Source extract »

What does "Command exited with code 50 mean" and how do you solve it?

fuselessmatt
Contributor

Hi!

We have this dbt model that generates a table with user activity in the previous days, but we get this vague error message in the Databricks SQL Warehouse.

Job aborted due to stage failure: Task 3 in stage 4267.0 failed 4 times, most recent failure: Lost task 3.3 in stage 4267.0 (TID 41247) (<some ip_address> executor 18): ExecutorLostFailure (executor 18 exited caused by one of the running tasks) Reason: Command exited with code 50

Driver stacktrace:

The stacktrace is empty and I can't find anyone else having this exact problem on the internet.

This model was migrated from Redshift and the only thing we changed were the dateadd format. So it should be valid SQL.

< on p.activity_date between dateadd(day, -1, d.end_date)

---

> on p.activity_date between date_add('day', -1, d.end_date)

The model rarely works as part of the daily run, but often seems to work if you try to rerun it. I'm wondering if this implies that it is some sort of internal Databricks errors caused by stack overflow or memory issues.

I have a query profile and it seems it is failing a the big "Columnar To Row, Nested Loop Join, Hash Aggregate, Hash Aggregate" "(Whole Stage Codegen fuses multiple operators together to optimize query performance. Metrics represent all operators combined)"

Work instructions »
1. Based on the forum post about the "Command exited with code 50" error, state whether each statement agrees with it, answering yes or no and quoting the words that decide it: (a) The model was migrated from Redshift. (b) The stacktrace gives details of the failure. (c) The model usually succeeds as part of the daily run.
2. According to the forum post about the "Command exited with code 50" error, why does the poster suspect an internal Databricks error? Answer in one to three sentences.

Entries supplied »
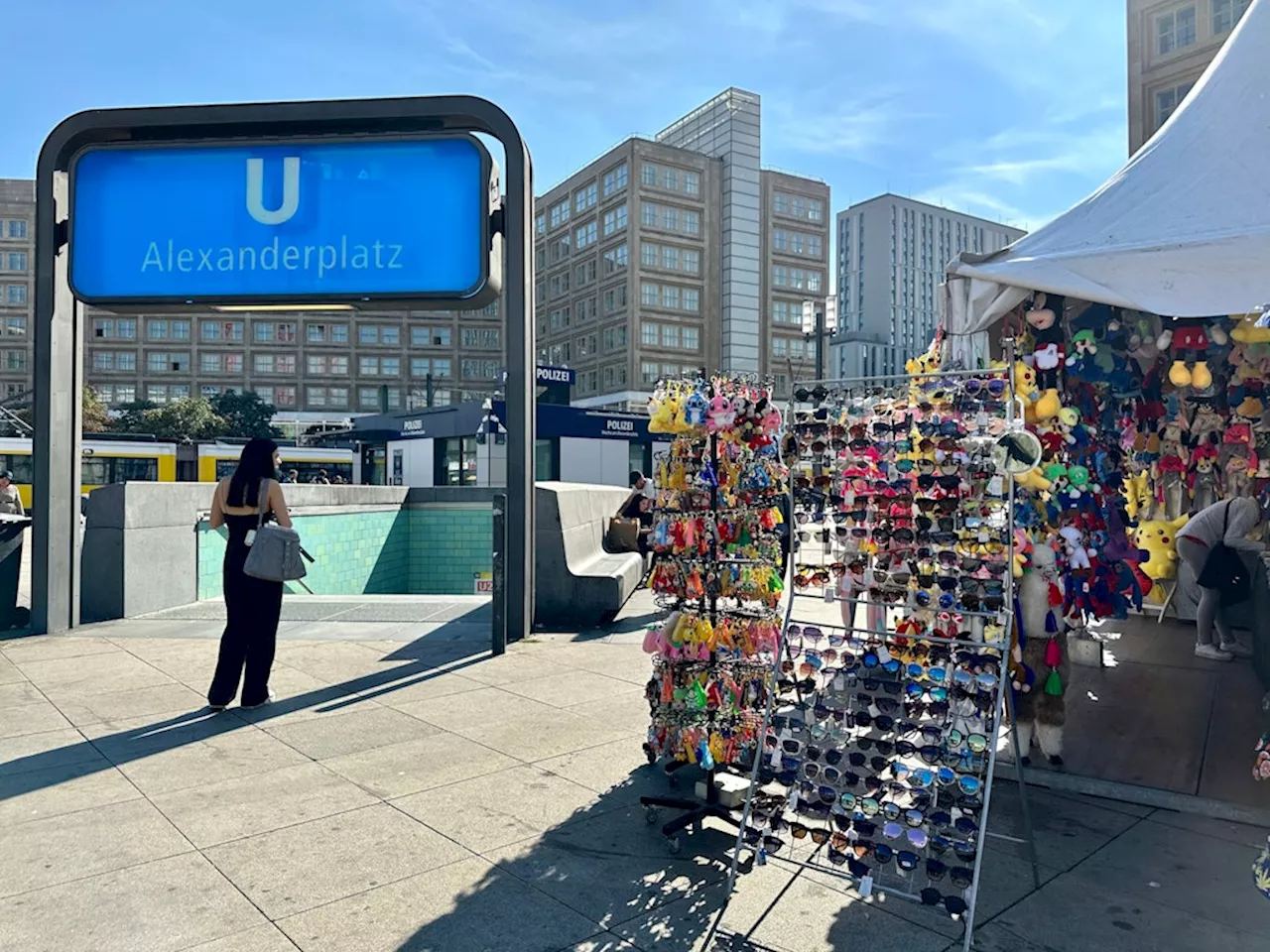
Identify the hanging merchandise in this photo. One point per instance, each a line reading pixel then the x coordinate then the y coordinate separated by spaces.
pixel 1143 421
pixel 716 534
pixel 878 754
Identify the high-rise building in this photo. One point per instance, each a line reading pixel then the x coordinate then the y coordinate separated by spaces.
pixel 1171 42
pixel 17 259
pixel 892 254
pixel 672 255
pixel 312 366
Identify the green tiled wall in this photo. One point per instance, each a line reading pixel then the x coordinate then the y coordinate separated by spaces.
pixel 448 547
pixel 407 551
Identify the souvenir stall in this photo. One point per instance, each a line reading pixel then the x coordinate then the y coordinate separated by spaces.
pixel 716 534
pixel 1143 366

Answers »
1.
(a) Yes: "This model was migrated from Redshift"
(b) No: "The stacktrace is empty"
(c) No: "The model rarely works as part of the daily run"

2. The model rarely works as part of the daily run but often seems to work when it is rerun. The poster takes this as a sign of an internal Databricks error, possibly caused by stack overflow or memory issues.